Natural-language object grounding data
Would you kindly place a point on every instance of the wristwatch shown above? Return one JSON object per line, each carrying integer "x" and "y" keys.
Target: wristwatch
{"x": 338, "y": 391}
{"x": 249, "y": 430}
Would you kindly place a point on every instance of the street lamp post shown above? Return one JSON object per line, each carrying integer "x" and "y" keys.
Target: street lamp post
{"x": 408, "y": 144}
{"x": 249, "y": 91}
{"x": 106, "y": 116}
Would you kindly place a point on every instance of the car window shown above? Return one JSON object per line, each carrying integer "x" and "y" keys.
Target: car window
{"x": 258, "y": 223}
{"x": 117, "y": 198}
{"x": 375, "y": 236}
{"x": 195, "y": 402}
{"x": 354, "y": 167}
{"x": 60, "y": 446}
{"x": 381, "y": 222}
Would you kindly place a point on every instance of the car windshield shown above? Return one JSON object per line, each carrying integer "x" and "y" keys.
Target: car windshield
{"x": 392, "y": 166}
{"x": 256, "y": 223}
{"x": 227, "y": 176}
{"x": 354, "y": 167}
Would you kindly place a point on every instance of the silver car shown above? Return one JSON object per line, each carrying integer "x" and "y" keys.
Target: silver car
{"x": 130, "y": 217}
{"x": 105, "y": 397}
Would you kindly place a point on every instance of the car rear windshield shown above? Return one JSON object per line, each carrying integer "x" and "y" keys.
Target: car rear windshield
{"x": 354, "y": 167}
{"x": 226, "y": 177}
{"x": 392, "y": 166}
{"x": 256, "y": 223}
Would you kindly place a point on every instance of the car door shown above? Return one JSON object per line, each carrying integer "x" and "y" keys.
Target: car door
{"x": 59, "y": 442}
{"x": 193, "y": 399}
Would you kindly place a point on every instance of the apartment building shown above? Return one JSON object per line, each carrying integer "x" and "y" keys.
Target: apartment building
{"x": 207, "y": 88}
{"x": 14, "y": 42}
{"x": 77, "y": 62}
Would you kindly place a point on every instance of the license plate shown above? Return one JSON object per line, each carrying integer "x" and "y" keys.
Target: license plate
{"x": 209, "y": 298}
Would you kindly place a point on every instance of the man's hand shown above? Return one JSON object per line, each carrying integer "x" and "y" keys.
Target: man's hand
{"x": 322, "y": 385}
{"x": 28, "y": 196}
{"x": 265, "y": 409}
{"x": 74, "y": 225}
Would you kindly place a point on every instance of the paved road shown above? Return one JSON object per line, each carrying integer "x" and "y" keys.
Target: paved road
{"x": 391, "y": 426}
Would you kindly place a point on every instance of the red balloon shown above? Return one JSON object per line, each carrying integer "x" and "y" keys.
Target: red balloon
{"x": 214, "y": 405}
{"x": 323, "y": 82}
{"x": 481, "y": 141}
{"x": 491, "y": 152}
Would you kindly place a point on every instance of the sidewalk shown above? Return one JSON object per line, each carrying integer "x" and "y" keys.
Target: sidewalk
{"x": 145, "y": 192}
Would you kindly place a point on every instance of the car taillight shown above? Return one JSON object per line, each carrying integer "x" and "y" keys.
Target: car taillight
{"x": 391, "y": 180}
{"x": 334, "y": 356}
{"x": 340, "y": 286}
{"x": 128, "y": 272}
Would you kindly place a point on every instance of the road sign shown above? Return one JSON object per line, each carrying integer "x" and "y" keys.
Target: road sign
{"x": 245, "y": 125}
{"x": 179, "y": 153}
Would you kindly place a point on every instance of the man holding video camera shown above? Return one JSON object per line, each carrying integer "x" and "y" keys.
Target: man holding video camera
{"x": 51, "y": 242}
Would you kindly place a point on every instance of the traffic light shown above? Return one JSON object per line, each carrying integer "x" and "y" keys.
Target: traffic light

Exercise directions> Print out each record above exactly, with nothing omitted.

Answer space>
Would you kindly place a point on every instance of the wristwatch shown above? Return one JSON object per line, each carrying integer "x" and "y" keys.
Target: wristwatch
{"x": 338, "y": 391}
{"x": 249, "y": 430}
Would you kindly place a point on every instance of the street lamp post shown above? Return one JSON object per line, each carrying integer "x" and "y" keys.
Target: street lamp post
{"x": 408, "y": 144}
{"x": 249, "y": 91}
{"x": 106, "y": 116}
Would you kindly place a point on every instance of the car window shown above? Return one JSON object per line, each carrying integer "x" and "y" keys.
Target: car window
{"x": 258, "y": 223}
{"x": 117, "y": 198}
{"x": 375, "y": 236}
{"x": 195, "y": 402}
{"x": 354, "y": 167}
{"x": 60, "y": 446}
{"x": 381, "y": 222}
Would you kindly place a point on every instance of the car windshield shown above? Return one JSON object per line, each carrying integer "x" and "y" keys.
Target: car windshield
{"x": 392, "y": 166}
{"x": 256, "y": 223}
{"x": 227, "y": 176}
{"x": 354, "y": 167}
Would you kindly place a point on every instance of the silver car shown above? Return one JSON object per line, each carrying integer "x" and "y" keys.
Target: silver car
{"x": 130, "y": 217}
{"x": 105, "y": 397}
Would you kindly place a point on every instance of the car rear windshield shown above? Return one JSON object per line, each carrying integer "x" and "y" keys.
Target: car rear windshield
{"x": 354, "y": 167}
{"x": 226, "y": 177}
{"x": 392, "y": 166}
{"x": 256, "y": 223}
Would you kindly place a point on every instance of the car door shown above? Return one JSON object per line, each carrying integer "x" and "y" keys.
Target: car door
{"x": 59, "y": 442}
{"x": 193, "y": 399}
Would you kindly place a point on every instance of the apartment building shown above? Return one JSON object per line, each carrying integer "x" and "y" keys.
Target: apartment building
{"x": 207, "y": 88}
{"x": 14, "y": 42}
{"x": 77, "y": 62}
Would you kindly place a point on every instance of the license plate shown above? Return one JSON object per line, each carrying integer "x" and "y" keys.
Target: license plate
{"x": 209, "y": 298}
Would you kindly place a point on every instance of the man's hand shown above? Return one JSON object per line, each carrying integer "x" and "y" keys.
Target: man's hand
{"x": 322, "y": 385}
{"x": 28, "y": 196}
{"x": 265, "y": 409}
{"x": 74, "y": 225}
Would you kindly place a point on every instance of the paved road shown above? Return one JSON object per line, each carrying integer "x" and "y" keys.
Target: paved road
{"x": 391, "y": 426}
Would you kindly place a point on every instance of the red balloon shown above? Return one JSON object per line, each carrying integer "x" and "y" keys.
Target: red balloon
{"x": 214, "y": 405}
{"x": 323, "y": 82}
{"x": 481, "y": 141}
{"x": 491, "y": 152}
Would you kindly place a point on every instance of the sidewalk shown above? Return one JSON object per line, each carrying integer "x" and "y" keys.
Target: sidewalk
{"x": 145, "y": 192}
Would you kindly place a point on every instance of the car taillight shown above? Return one JSON object per line, each carrying integer "x" and "y" keys.
Target: car taillight
{"x": 391, "y": 180}
{"x": 334, "y": 356}
{"x": 340, "y": 286}
{"x": 128, "y": 272}
Would you kindly place a point on every instance of the road sign shown above? Return one JSON object per line, each carrying integer "x" and "y" keys.
Target: road sign
{"x": 245, "y": 125}
{"x": 179, "y": 153}
Would you kindly place a point on every instance of the man holding video camera shown above? Return one JSON object per line, each carrying integer "x" and "y" keys.
Target: man holding video camera
{"x": 51, "y": 242}
Would you kindly place a point on every instance of the traffic light shown above? Return one JSON object per line, each carrying integer "x" and "y" keys.
Target: traffic light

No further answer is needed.